### TASK GOAL
Would you copy, without any change, the lines in the entries below that begin at the line containing "Guideline: for every instance of the shower curtain rod, the" and stop after the line containing "<point>36,290</point>"?

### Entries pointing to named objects
^^^^^^^^
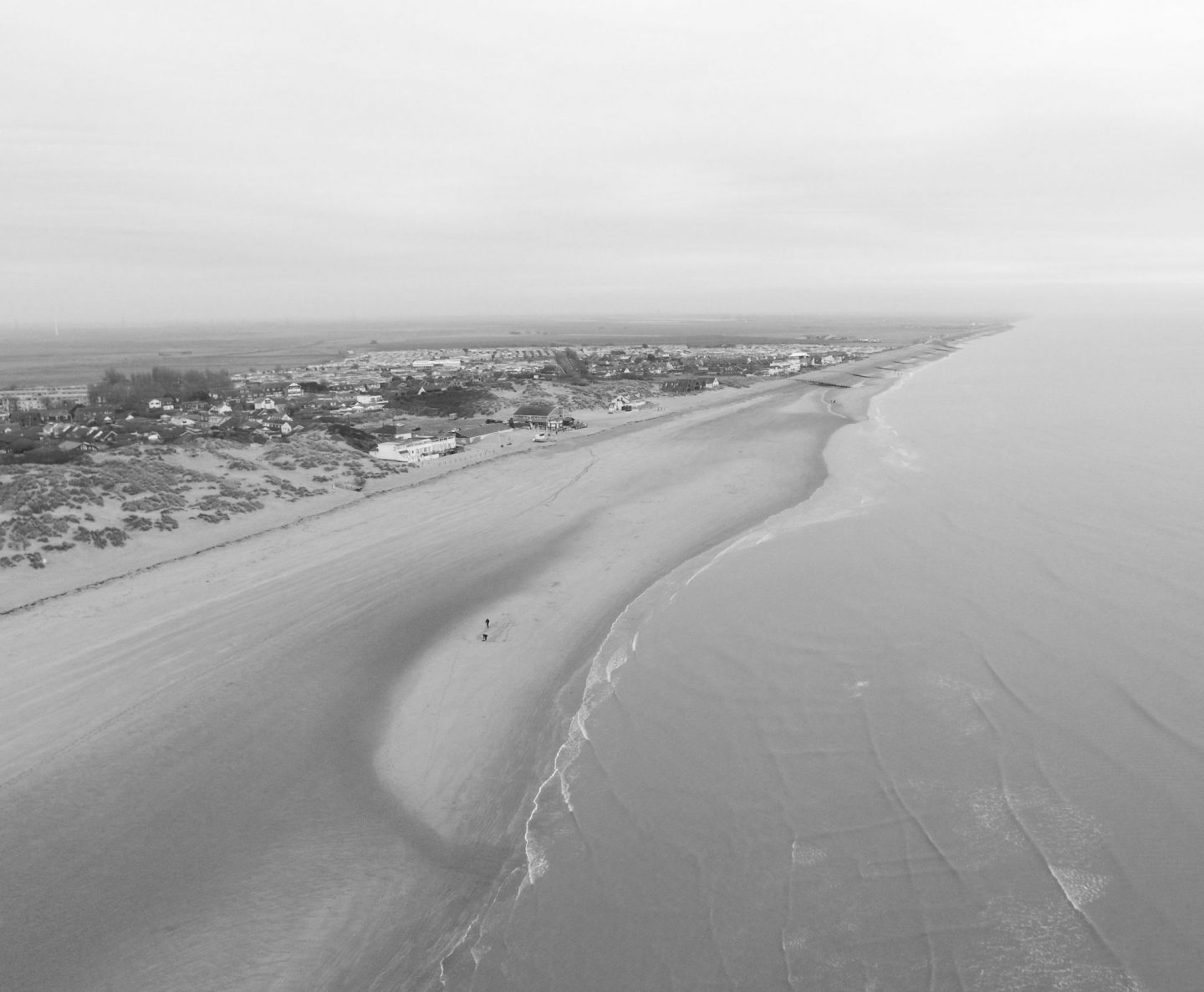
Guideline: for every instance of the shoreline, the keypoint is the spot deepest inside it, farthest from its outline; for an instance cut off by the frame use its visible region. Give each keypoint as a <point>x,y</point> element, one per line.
<point>243,753</point>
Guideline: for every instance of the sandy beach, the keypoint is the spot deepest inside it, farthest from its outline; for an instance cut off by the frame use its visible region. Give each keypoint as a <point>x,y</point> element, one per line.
<point>294,761</point>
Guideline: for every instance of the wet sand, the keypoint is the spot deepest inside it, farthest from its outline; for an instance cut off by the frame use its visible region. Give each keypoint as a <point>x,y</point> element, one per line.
<point>294,762</point>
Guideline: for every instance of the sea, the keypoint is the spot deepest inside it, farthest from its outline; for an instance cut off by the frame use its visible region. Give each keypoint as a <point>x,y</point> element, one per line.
<point>938,727</point>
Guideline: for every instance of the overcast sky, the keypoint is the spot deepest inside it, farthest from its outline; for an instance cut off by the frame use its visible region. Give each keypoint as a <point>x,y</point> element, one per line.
<point>252,159</point>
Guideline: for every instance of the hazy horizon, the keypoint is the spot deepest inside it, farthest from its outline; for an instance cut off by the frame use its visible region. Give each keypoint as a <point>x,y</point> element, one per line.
<point>266,163</point>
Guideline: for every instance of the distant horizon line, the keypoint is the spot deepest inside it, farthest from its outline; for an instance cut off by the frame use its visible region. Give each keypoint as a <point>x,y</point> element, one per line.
<point>649,317</point>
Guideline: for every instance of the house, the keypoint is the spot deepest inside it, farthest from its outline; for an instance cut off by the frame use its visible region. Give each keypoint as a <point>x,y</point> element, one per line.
<point>690,384</point>
<point>546,415</point>
<point>472,434</point>
<point>415,450</point>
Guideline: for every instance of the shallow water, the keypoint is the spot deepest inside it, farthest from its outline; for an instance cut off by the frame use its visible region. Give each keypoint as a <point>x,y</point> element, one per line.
<point>937,729</point>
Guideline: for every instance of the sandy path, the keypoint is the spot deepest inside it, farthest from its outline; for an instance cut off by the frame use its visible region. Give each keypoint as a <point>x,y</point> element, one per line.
<point>189,757</point>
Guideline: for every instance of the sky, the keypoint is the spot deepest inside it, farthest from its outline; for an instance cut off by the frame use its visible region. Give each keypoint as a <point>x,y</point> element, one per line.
<point>260,160</point>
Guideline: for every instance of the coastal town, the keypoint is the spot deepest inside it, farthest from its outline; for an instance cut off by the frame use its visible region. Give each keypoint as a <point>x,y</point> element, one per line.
<point>375,395</point>
<point>141,453</point>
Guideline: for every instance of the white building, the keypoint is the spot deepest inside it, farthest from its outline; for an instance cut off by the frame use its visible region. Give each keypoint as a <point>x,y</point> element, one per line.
<point>415,450</point>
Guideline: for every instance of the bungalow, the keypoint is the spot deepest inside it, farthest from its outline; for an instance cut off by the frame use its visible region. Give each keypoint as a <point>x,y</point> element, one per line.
<point>416,450</point>
<point>547,415</point>
<point>472,434</point>
<point>690,384</point>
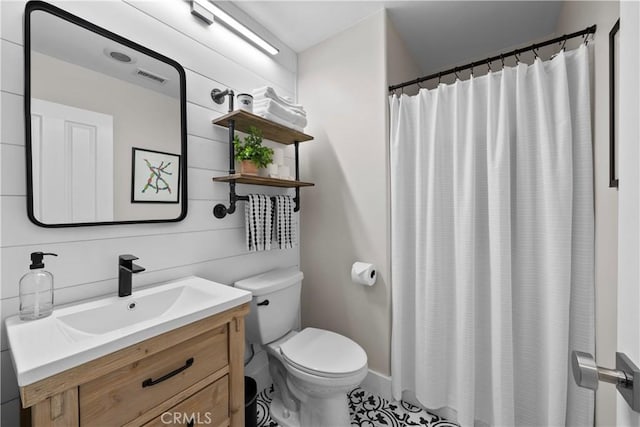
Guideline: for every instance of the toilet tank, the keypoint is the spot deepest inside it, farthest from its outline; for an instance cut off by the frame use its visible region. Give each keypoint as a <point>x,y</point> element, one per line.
<point>275,305</point>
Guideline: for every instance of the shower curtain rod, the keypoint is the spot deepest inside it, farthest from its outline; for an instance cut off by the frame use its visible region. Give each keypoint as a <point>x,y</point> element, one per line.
<point>488,61</point>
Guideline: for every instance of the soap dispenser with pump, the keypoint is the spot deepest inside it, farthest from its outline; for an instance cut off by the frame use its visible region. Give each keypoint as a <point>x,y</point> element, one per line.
<point>36,290</point>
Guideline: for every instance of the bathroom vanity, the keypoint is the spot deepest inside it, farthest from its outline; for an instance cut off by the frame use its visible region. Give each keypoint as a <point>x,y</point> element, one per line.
<point>185,375</point>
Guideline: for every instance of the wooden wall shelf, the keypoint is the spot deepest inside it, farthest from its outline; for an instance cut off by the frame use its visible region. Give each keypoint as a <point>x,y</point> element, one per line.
<point>241,120</point>
<point>270,130</point>
<point>261,180</point>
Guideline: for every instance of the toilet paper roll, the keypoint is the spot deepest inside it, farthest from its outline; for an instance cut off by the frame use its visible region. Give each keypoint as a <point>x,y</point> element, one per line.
<point>284,172</point>
<point>272,170</point>
<point>278,156</point>
<point>363,273</point>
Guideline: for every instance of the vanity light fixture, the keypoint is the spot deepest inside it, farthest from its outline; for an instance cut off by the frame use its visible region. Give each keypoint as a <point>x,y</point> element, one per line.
<point>207,11</point>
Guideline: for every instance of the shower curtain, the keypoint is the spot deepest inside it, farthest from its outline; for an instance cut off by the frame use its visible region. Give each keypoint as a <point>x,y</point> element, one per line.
<point>492,244</point>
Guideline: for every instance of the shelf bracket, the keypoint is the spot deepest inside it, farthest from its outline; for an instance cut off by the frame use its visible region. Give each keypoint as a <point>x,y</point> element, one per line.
<point>220,211</point>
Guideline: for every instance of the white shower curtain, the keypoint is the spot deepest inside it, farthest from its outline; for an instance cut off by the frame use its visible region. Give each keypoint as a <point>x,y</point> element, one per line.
<point>492,244</point>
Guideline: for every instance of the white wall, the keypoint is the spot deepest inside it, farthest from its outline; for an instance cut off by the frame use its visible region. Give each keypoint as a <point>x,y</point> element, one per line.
<point>629,208</point>
<point>201,244</point>
<point>576,15</point>
<point>341,83</point>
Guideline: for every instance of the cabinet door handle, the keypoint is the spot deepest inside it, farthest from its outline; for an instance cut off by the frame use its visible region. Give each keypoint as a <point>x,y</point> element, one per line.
<point>149,382</point>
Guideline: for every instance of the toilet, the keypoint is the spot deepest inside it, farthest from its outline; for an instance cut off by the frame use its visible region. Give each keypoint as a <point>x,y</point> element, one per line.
<point>312,369</point>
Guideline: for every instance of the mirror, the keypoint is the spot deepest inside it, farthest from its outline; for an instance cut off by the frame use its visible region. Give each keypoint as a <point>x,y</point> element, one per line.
<point>105,125</point>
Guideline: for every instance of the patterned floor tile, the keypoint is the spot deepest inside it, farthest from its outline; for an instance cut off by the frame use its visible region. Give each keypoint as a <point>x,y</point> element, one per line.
<point>366,410</point>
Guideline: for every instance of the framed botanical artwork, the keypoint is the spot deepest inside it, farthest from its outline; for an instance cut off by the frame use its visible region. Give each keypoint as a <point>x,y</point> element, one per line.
<point>155,177</point>
<point>613,96</point>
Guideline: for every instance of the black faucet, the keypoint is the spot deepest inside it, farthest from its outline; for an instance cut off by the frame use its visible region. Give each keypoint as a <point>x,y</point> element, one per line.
<point>126,269</point>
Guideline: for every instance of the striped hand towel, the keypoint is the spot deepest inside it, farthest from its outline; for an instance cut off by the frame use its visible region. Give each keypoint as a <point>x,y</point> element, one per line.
<point>285,234</point>
<point>258,222</point>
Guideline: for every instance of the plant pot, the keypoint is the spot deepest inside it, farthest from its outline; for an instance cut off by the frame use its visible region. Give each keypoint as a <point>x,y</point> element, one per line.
<point>248,167</point>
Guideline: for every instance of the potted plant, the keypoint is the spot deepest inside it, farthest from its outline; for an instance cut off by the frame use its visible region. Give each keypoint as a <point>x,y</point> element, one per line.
<point>251,153</point>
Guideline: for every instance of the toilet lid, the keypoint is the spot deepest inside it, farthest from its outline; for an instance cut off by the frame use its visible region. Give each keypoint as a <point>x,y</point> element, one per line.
<point>323,351</point>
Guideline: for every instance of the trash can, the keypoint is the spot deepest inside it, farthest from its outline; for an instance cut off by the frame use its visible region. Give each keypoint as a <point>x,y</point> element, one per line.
<point>250,402</point>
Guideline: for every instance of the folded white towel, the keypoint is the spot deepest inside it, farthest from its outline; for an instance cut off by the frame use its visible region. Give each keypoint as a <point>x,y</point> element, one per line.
<point>284,228</point>
<point>269,102</point>
<point>267,115</point>
<point>268,92</point>
<point>258,222</point>
<point>259,99</point>
<point>273,107</point>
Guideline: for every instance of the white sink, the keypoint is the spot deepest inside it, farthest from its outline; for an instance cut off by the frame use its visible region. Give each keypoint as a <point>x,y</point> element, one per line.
<point>78,333</point>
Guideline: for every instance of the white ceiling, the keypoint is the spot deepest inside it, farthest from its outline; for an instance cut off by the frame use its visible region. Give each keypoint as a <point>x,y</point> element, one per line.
<point>439,34</point>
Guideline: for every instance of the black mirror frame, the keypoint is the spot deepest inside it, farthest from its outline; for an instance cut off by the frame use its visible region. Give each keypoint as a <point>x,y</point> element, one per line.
<point>35,5</point>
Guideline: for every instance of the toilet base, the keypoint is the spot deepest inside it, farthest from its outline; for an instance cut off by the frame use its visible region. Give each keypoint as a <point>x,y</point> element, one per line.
<point>282,415</point>
<point>316,412</point>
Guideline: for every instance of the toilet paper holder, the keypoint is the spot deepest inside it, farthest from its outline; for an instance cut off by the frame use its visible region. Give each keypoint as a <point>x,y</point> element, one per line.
<point>363,273</point>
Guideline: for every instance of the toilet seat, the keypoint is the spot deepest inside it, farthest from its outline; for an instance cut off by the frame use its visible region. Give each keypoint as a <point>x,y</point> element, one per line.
<point>324,353</point>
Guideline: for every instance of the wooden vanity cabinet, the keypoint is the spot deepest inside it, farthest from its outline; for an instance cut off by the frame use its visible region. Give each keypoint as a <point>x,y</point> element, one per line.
<point>190,376</point>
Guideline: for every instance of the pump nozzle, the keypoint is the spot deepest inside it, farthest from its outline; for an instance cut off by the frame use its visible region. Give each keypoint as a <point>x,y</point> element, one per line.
<point>36,259</point>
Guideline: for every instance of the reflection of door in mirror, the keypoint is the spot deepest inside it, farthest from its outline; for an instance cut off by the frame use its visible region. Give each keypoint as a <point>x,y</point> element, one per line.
<point>72,161</point>
<point>93,96</point>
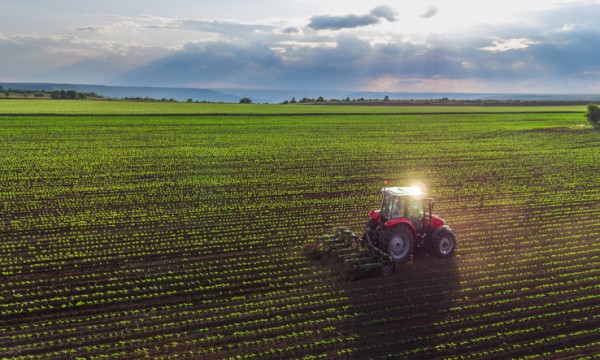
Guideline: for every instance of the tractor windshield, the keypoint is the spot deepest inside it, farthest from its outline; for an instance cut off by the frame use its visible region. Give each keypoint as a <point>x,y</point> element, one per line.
<point>392,207</point>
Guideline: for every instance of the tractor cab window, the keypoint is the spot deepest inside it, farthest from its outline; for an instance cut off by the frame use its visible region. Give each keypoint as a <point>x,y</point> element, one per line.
<point>398,208</point>
<point>415,211</point>
<point>392,207</point>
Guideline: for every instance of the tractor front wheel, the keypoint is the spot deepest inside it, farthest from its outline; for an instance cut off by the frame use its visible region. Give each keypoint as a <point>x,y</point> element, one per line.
<point>400,242</point>
<point>443,244</point>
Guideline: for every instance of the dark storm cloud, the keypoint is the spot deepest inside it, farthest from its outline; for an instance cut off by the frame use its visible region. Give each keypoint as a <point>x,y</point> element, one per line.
<point>327,22</point>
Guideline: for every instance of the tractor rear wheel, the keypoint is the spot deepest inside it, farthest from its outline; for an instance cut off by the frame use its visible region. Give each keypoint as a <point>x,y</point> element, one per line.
<point>400,241</point>
<point>443,244</point>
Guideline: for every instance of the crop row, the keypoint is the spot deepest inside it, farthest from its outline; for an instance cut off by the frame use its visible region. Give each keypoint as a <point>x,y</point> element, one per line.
<point>165,236</point>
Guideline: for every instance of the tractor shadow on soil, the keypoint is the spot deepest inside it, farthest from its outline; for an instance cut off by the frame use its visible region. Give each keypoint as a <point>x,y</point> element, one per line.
<point>399,313</point>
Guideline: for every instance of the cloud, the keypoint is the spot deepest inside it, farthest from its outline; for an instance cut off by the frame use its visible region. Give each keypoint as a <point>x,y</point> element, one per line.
<point>510,44</point>
<point>384,11</point>
<point>430,12</point>
<point>539,48</point>
<point>88,28</point>
<point>327,22</point>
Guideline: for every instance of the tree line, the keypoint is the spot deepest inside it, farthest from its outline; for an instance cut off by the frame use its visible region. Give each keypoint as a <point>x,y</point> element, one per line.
<point>56,94</point>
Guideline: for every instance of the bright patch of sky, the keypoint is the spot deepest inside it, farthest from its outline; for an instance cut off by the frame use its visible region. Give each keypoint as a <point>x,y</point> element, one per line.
<point>394,45</point>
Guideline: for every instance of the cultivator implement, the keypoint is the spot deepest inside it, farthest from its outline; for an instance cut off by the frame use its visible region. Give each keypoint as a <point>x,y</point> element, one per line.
<point>349,256</point>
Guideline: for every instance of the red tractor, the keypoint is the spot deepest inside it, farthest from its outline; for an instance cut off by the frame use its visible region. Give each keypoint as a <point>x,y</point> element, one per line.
<point>403,223</point>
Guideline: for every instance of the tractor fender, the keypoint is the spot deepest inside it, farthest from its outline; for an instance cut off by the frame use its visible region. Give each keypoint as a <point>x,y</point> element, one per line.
<point>393,222</point>
<point>439,229</point>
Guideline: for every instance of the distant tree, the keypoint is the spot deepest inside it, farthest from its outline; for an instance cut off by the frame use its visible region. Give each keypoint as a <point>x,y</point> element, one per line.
<point>593,114</point>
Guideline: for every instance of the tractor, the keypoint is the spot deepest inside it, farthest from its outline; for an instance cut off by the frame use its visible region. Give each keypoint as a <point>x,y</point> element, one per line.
<point>404,222</point>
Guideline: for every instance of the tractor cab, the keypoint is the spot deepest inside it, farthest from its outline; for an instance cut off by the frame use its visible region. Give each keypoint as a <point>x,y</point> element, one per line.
<point>404,204</point>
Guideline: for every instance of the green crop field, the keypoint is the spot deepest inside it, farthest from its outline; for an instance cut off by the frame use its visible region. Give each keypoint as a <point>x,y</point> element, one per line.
<point>134,230</point>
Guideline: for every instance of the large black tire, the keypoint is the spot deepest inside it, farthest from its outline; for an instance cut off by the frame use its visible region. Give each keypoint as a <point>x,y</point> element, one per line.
<point>443,243</point>
<point>399,242</point>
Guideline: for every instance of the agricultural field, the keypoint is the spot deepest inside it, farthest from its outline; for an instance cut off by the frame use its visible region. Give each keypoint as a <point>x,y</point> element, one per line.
<point>180,234</point>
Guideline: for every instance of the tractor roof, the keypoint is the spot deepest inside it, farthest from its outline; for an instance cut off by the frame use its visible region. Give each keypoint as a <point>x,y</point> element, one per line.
<point>404,191</point>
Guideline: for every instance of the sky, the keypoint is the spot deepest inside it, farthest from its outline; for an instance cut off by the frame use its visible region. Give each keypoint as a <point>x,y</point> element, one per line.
<point>508,46</point>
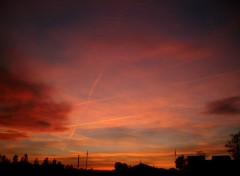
^^^^^^^^
### THE RESULT
Guideline: for every instance of the shower curtain rod, the keypoint is the spot deepest inside it, farthest from its outline; for an instance cut off by the frame use its visible region. Give each keypoint as a <point>x,y</point> element, one per line.
<point>488,61</point>
Guideline: for every instance of the soap dispenser with pump, the keypoint is the spot deepest inside it, farthest from its outline; for an instance cut off by the frame use its visible region. Give each keypoint as a <point>x,y</point> element, one per line.
<point>36,290</point>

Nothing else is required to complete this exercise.